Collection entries
┌──

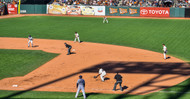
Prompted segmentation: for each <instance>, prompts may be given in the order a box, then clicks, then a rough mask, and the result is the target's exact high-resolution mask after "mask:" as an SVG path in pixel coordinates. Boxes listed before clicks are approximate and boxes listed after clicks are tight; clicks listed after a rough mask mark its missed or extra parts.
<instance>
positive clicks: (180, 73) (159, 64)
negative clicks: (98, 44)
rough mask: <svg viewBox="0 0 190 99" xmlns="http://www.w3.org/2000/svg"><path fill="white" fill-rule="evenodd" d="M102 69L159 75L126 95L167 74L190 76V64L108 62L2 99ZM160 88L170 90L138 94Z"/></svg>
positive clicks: (54, 80)
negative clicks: (49, 84)
mask: <svg viewBox="0 0 190 99" xmlns="http://www.w3.org/2000/svg"><path fill="white" fill-rule="evenodd" d="M100 67H101V68H103V69H105V70H106V72H107V73H116V72H119V73H135V74H137V73H139V74H159V75H158V76H156V77H154V78H152V79H150V80H149V81H146V82H144V83H143V84H141V85H139V86H136V87H135V88H133V89H131V90H129V91H127V92H126V93H125V94H129V93H131V92H133V91H135V90H137V89H139V88H141V87H142V86H148V85H150V84H152V83H154V80H156V79H158V78H160V77H162V76H163V75H165V74H178V75H179V76H176V77H173V78H168V79H175V78H177V77H180V75H181V76H184V75H185V76H187V75H189V72H190V67H189V64H187V63H169V62H164V63H163V62H118V61H107V62H104V63H101V64H97V65H94V66H91V67H90V68H86V69H84V70H81V71H79V72H76V73H73V74H71V75H67V76H64V77H61V78H58V79H55V80H52V81H50V82H46V83H44V84H41V85H38V86H35V87H33V88H29V89H27V90H23V91H19V92H15V93H13V94H11V95H8V96H5V97H2V98H4V99H7V98H11V97H14V96H17V95H21V94H23V93H26V92H28V91H32V90H35V89H38V88H41V87H44V86H46V85H49V84H52V83H55V82H58V81H61V80H64V79H67V78H69V77H72V76H75V75H78V74H80V73H97V71H98V68H100ZM168 79H164V80H168ZM162 81H163V80H162ZM157 82H158V81H157ZM159 88H168V87H167V86H157V88H156V89H153V90H148V91H145V92H140V93H138V94H144V93H147V92H150V91H154V90H157V89H159ZM125 94H122V95H119V96H117V97H115V98H114V99H120V98H123V97H126V95H125Z"/></svg>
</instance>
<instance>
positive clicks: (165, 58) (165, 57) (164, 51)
mask: <svg viewBox="0 0 190 99" xmlns="http://www.w3.org/2000/svg"><path fill="white" fill-rule="evenodd" d="M162 45H163V51H164V53H163V54H164V59H166V53H167V47H166V45H165V44H162Z"/></svg>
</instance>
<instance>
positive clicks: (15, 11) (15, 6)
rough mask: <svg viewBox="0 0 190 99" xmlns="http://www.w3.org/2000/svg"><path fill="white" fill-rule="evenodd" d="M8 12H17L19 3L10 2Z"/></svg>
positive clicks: (9, 13) (8, 5)
mask: <svg viewBox="0 0 190 99" xmlns="http://www.w3.org/2000/svg"><path fill="white" fill-rule="evenodd" d="M7 9H8V13H9V14H17V5H16V4H8V8H7Z"/></svg>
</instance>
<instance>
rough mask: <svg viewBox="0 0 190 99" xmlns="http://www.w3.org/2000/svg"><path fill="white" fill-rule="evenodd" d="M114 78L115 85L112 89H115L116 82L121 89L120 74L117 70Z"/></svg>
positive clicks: (121, 81)
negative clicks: (115, 80)
mask: <svg viewBox="0 0 190 99" xmlns="http://www.w3.org/2000/svg"><path fill="white" fill-rule="evenodd" d="M114 79H116V83H115V85H114V87H113V91H116V86H117V84H119V86H120V90H121V91H123V89H122V86H121V84H122V76H121V75H120V74H119V73H118V72H117V74H116V75H115V77H114Z"/></svg>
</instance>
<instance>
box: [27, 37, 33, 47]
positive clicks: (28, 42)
mask: <svg viewBox="0 0 190 99" xmlns="http://www.w3.org/2000/svg"><path fill="white" fill-rule="evenodd" d="M30 43H31V45H32V47H33V38H32V36H31V35H29V36H28V47H30Z"/></svg>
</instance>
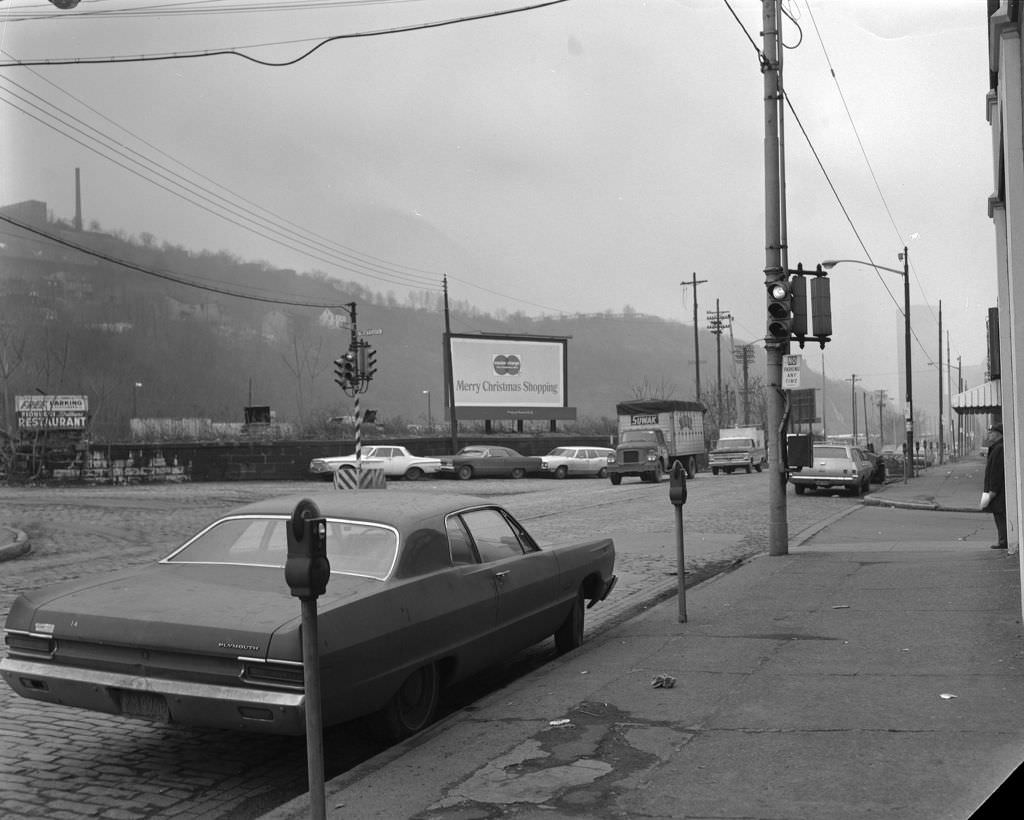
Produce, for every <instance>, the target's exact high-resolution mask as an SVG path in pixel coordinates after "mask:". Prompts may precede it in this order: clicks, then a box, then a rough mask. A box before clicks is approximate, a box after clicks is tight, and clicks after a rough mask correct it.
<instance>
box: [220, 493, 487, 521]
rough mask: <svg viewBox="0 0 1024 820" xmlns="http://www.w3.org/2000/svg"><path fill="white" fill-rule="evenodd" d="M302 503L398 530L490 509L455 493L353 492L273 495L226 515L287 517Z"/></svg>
mask: <svg viewBox="0 0 1024 820" xmlns="http://www.w3.org/2000/svg"><path fill="white" fill-rule="evenodd" d="M303 499H308V500H309V501H311V502H313V504H315V505H316V507H317V508H319V511H321V515H323V516H326V517H328V518H349V519H355V520H360V521H376V522H379V523H382V524H389V525H391V526H394V527H396V528H398V529H404V528H406V527H408V526H410V525H412V526H416V525H417V524H418V523H419V522H421V521H423V520H424V519H427V518H443V516H445V515H447V514H449V513H452V512H455V511H458V510H465V509H468V508H472V507H486V506H494V505H492V504H489V503H488V502H487V501H486V500H485V499H481V498H479V497H477V495H467V494H462V493H458V492H401V493H398V492H395V491H391V492H388V491H387V490H386V489H357V490H336V491H334V492H315V493H309V494H296V495H275V497H273V498H269V499H264V500H262V501H258V502H254V503H252V504H247V505H245V506H244V507H238V508H236V509H233V510H231V511H230V512H228V513H227V514H226V515H227V516H232V515H291V514H292V513H293V512H294V511H295V506H296V505H297V504H298V503H299V502H300V501H302V500H303ZM225 517H226V516H225Z"/></svg>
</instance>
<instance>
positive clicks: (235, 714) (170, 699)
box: [0, 657, 305, 735]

└──

PROBLEM TO SOLVE => Only the lines above from the line with "negative clicks: (98, 44)" to the line with "positive clicks: (54, 80)", those two lines included, should be reproduced exactly.

YOUR RESPONSE =>
negative clicks: (98, 44)
rough mask: <svg viewBox="0 0 190 99" xmlns="http://www.w3.org/2000/svg"><path fill="white" fill-rule="evenodd" d="M102 69L159 75L126 95L167 74L190 76V64L108 62L2 99ZM160 88L170 90L138 94Z"/></svg>
positive clicks: (54, 80)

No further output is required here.